**RECORDS SUPPLIED**
◆ ◆ ◆ ◆ ◆ ◆ ◆
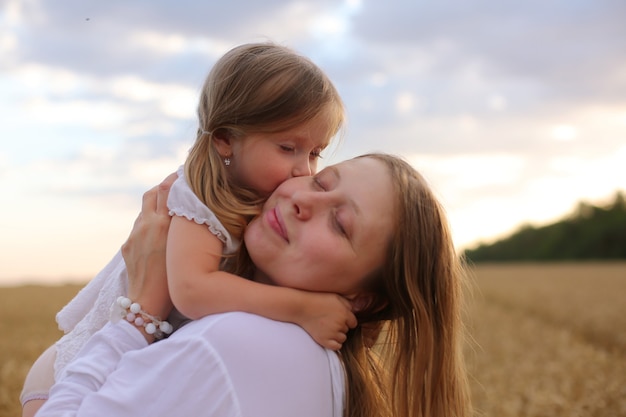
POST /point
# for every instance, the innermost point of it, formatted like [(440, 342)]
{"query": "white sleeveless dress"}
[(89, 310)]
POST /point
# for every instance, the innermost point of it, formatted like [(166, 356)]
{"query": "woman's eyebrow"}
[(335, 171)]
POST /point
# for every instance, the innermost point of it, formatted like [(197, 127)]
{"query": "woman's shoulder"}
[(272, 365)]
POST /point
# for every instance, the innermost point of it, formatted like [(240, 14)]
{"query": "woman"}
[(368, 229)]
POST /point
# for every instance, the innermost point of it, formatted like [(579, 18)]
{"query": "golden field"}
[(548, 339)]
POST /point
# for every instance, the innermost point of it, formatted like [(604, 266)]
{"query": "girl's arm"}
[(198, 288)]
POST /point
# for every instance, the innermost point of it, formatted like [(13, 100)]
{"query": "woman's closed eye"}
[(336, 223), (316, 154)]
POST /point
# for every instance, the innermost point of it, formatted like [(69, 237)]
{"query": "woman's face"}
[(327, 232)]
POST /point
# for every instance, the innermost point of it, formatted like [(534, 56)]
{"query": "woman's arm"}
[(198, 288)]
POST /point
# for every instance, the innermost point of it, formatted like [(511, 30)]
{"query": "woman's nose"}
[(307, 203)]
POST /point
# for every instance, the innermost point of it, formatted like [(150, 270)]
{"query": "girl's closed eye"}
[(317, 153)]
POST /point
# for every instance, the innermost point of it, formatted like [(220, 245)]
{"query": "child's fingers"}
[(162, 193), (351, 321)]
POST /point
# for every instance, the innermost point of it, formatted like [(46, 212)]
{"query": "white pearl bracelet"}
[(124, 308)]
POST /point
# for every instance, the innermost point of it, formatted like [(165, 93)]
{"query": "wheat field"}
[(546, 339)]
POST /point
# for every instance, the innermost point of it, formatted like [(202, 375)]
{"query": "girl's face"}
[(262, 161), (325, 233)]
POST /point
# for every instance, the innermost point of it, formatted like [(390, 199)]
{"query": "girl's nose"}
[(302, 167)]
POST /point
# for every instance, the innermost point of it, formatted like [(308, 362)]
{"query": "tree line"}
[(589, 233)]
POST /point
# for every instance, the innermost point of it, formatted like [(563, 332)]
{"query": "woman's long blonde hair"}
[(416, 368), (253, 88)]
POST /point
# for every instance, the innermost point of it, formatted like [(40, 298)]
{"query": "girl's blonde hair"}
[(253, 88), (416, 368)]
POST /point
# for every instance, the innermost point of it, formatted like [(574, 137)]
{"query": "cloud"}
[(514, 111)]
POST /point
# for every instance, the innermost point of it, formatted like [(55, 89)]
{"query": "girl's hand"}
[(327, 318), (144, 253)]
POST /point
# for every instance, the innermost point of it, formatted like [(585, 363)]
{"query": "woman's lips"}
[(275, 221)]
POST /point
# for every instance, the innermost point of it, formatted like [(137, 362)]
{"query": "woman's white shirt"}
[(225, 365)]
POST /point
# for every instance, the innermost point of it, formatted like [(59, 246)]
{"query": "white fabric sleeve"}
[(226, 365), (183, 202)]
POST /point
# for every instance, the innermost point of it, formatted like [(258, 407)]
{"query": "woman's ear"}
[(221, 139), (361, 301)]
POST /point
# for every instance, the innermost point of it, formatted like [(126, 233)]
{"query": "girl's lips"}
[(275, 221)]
◆ ◆ ◆ ◆ ◆ ◆ ◆
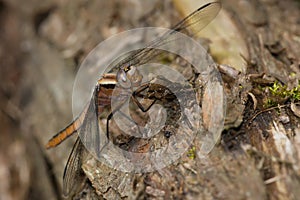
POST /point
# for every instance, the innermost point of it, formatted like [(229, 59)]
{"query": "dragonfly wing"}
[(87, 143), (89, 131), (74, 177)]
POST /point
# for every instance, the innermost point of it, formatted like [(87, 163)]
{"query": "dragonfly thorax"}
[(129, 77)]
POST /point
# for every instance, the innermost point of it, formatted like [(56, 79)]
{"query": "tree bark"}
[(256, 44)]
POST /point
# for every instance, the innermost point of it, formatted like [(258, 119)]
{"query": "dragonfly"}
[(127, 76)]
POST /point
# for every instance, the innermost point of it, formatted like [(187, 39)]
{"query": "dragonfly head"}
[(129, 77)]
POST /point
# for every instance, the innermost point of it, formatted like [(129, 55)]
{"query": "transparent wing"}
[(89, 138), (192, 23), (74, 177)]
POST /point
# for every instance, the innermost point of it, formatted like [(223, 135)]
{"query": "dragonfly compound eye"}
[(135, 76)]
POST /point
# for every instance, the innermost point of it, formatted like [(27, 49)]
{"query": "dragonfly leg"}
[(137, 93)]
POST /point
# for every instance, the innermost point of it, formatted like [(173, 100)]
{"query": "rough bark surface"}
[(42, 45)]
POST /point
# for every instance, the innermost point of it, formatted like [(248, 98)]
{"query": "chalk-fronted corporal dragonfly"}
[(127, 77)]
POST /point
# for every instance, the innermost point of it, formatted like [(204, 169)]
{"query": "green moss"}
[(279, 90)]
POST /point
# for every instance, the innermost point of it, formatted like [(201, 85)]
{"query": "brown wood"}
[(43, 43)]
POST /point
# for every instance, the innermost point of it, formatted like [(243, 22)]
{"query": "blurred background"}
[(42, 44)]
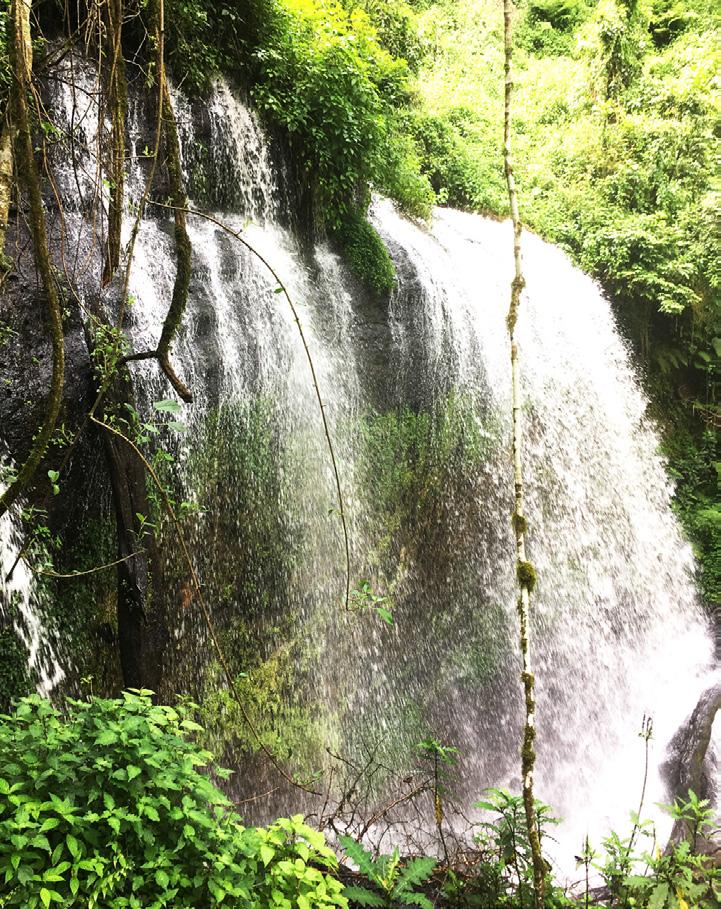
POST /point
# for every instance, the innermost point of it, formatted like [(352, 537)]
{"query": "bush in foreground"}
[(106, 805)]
◆ ◆ ◆ ◆ ◆ ◆ ◆
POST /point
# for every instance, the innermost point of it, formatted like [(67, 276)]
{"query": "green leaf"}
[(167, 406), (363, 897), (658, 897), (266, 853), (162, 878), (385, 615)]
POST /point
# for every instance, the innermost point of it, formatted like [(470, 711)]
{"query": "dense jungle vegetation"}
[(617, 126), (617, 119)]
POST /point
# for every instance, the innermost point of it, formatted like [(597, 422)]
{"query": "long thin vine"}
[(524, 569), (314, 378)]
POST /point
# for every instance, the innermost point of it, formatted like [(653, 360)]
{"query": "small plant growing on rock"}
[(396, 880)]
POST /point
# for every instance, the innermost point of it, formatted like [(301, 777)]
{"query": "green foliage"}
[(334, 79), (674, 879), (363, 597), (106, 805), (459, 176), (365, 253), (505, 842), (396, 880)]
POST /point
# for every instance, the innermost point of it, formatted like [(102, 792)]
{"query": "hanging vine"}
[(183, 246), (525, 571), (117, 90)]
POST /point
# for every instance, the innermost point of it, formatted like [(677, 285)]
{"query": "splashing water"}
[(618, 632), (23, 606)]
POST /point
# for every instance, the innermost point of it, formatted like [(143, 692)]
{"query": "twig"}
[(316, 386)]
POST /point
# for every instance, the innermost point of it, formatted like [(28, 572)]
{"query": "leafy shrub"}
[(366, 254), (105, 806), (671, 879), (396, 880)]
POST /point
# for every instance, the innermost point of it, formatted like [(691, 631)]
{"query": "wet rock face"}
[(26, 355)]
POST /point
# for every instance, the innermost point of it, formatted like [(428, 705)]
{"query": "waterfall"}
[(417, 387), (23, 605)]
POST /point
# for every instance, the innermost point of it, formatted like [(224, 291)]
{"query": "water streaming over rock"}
◆ ◆ ◆ ◆ ◆ ◆ ◆
Count the lines in the entries above that contain the word "white", treating uppercase and lowercase as distinct, and give only the number.

**ANSWER TO THE PROBLEM**
4